COMPITO A:
Secondo l'articolo sul film "Nyamanton", in quale città è stato girato il film?

TESTO CITATO:
▼

Rivista Anarchica Online

rivista anarchica
anno 18 nr. 152
febbraio 1988


Rivista Anarchica Online

Oltre l'immondizia
di Pier Luigi Starace Bertacchi

"Nyamanto" in italiano si traduce "immondizia". Ed è il titolo di un film del regista maliano Sissoko: una testimonianza asciutta e dignitosa sulle condizioni di vita e di sfruttamento della povera gente, anche in Africa. Al contempo, un atto di accusa contro la carità pelosa di tanti "benefattori".

In tempi di generale scoraggiamento di fronte al discorso sulla giustizia sociale, è una sorpresa che trovo intimamente commovente veder rilanciato con forza genuina il tema, da una terra molto distante geograficamente e culturalmente, il Mali.
Alludo a "Nyamanton", "Immondizia", tradotto in italiano con "La lezione delle immondizie", film premiato, fra altro, a Ouagadougou ed a Cannes, del giovane regista maliano Oumar Sceik Sissoko. Un film girato alla macchia, del costo di 30 milioni di lire, usando fondi destinati ad un documentario più o meno di regime, e con l'aiuto dell'ente cinematografico jugoslavo per il montaggio.
Proprio l'anno scorso, anno di produzione del film, mi trovavo per la prima volta nel luogo dove è stato girato, Bamako, la capitale del Mali, e quindi posso aver qualche titolo se non altro per valutare l'aderenza dell'opera alla realtà locale.
Alla realtà: "Nyamanton" è un film senza ombra di sussiego, che scruta terra terra, al livello a cui giace l'immondizia, appunto, per proseguire poi, senza soluzione di continuità, a scrutare l'immondizia interiore e sociale; attori e comparse sono gente della strada, neppure un minimo dettaglio nell'abbigliamento o nel modo di fare li distingue dai normali abitanti di Bamako finiti nell'obiettivo della cinepresa quando meno se lo aspettavano.

▲

IL LISTATO:
▼

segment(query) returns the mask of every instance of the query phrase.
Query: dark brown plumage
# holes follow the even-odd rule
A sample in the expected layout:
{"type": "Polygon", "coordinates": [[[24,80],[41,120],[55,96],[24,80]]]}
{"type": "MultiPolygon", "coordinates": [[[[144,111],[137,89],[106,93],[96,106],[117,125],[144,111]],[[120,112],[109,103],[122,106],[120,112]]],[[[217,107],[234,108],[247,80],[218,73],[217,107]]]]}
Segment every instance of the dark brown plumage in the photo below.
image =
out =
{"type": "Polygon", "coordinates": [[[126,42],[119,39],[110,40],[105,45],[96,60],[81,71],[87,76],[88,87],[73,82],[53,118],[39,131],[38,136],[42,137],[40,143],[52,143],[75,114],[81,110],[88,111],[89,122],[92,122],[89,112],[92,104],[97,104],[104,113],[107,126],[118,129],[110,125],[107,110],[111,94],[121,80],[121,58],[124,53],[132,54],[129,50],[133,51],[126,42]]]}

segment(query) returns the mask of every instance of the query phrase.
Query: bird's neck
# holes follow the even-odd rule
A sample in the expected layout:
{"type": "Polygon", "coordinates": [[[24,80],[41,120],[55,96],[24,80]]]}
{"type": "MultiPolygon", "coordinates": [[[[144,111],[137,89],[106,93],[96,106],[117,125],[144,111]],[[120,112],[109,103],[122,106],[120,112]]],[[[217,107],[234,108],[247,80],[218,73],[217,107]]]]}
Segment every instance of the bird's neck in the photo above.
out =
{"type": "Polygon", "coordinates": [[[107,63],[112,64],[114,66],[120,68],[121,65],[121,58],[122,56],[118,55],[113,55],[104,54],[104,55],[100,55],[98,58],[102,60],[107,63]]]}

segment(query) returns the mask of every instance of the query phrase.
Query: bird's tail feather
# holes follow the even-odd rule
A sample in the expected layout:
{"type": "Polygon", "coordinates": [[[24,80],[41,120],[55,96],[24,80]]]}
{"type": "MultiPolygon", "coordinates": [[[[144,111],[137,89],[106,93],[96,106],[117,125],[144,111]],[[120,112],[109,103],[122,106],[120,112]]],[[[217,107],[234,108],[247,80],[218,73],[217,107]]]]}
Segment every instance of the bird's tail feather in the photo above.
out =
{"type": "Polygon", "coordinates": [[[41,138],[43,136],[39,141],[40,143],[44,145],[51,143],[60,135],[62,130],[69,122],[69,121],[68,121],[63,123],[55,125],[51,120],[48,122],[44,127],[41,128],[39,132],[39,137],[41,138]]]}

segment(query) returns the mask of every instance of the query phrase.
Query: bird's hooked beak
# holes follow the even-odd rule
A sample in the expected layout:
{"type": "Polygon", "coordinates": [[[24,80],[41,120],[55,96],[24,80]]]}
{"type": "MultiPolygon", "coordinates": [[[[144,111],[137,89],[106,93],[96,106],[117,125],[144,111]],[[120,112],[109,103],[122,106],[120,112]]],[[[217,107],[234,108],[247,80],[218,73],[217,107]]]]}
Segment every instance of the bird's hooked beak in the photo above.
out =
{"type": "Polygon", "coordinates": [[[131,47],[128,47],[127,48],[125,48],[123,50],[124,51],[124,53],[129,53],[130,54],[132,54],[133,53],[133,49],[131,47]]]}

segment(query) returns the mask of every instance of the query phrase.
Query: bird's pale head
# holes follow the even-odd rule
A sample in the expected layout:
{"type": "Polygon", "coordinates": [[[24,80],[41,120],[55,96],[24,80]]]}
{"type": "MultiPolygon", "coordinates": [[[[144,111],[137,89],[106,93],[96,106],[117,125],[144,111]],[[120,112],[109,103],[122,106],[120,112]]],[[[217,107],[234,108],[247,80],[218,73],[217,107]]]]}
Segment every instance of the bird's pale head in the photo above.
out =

▲

COMPITO B:
Riporta ogni riga del listato che contiene la parola "above", distinguendo tra maiuscole e minuscole.

SOLUZIONE SVOLTA A:
A Bamako, la capitale del Mali.

SOLUZIONE SVOLTA B:
Segment every instance of the bird's neck in the photo above.
Segment every instance of the bird's tail feather in the photo above.
Segment every instance of the bird's hooked beak in the photo above.
Segment every instance of the bird's pale head in the photo above.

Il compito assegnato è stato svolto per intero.